◆ Stated problem a
Answer these questions about the passage on writers and dark fiction:
(i) What percentage do the relatively normal writers call themselves?
(ii) How many professors discussed the writer's graduate thesis?
(iii) Which 1997 movie is given as an example from the Batman franchise?

◆ Passage provided
Here is a little known fact about writers: Most of us are perfectly happy, sane people. We work and write and have families and friends and hobbies. Sure, the tortured, depressed artist-writer who taps away on a keyboard in an attic somewhere exists, but out of all the writers I know very few fit that stereotype; the rest of us are (relatively) normal. We are the 99%.
Yet you would never know it from the things we write. After years of participating in writing workshops and reading countless of manuscripts, you start to notice certain trends: namely, our subject material tends to be dark and depressing. Lovers cheat, parents die, siblings stab each other in the back; worlds crumble and there are natural disasters, wars, suicide, racism, abuse, rape, and painful pasts that come back to haunt characters. All these stories are written by normal people who, after workshop, go out to gleefully socialize and then head home to get some sleep before getting up to work the next morning and continue on with their normal, non-depressing lives.
When I defended my graduate thesis, which entailed discussing 200+ pages of my fiction with three of my professors, one of my committee members laughed and asked me if I realized I was a nihilist. I consider myself a happy, well-adjusted person, but I realized he was completely correct, at least when it comes to my writing. I beat my characters into submission and force them to accept the fact that the world sucks and there’s nothing you can do about it– a worldview I would never, ever subscribe to in my own life.
So why do we do it? Why do happy people write such dark stories?
A book or movie having to be dark to be considered “serious” has long been a trend. Let’s take the Batman franchise, for example. 1997’s Batman and Robin is a campy, kind of stupid movie in which Chris O’Donnell runs around being the lamest sidekick ever and Uma Thurman somehow resists picking the wedgie that her green leotard surely gave her. There is a villain and, of course, the superheroes have to save the day, but no one would consider it art. In fact, this is what Rotten Tomatoes has to say about it: “Joel Schumacher’s tongue-in-cheek attitude hits an unbearable limit in Batman & Robin resulting in a frantic and mindless movie that’s too jokey to care much for.”

◆ Stated problem b
Please output these lines of the records verbatim, starting at the line that contains "Target: coastline" and ending at the final line of the records, both included.

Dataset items

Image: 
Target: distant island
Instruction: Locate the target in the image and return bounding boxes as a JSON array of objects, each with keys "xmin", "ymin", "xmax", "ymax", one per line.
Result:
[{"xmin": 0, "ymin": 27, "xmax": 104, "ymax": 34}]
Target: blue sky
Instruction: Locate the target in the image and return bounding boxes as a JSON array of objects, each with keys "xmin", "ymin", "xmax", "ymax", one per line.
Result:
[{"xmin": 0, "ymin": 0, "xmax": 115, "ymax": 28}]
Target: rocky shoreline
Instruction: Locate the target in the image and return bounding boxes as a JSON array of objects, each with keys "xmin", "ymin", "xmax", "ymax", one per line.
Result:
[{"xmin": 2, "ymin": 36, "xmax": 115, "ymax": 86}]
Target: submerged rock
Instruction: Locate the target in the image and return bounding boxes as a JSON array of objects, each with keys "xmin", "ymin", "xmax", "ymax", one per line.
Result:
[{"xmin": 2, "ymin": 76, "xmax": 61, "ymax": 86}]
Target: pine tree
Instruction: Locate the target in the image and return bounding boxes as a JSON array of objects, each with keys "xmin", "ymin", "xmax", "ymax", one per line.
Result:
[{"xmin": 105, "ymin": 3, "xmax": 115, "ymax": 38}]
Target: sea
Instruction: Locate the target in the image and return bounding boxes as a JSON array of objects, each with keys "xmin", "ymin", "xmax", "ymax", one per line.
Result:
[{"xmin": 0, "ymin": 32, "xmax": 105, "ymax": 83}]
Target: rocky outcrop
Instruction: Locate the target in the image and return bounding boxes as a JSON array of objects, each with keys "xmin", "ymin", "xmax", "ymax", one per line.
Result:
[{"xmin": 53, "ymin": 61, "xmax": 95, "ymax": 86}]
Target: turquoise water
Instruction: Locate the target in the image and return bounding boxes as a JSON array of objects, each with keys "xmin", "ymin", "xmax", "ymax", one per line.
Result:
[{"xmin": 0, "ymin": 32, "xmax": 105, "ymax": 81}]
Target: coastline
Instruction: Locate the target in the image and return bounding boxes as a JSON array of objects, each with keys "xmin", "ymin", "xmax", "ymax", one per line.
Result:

◆ Written response a
(i) The 99%
(ii) Three
(iii) Batman and Robin

◆ Written response b
Target: coastline
Instruction: Locate the target in the image and return bounding boxes as a JSON array of objects, each with keys "xmin", "ymin", "xmax", "ymax", one per line.
Result:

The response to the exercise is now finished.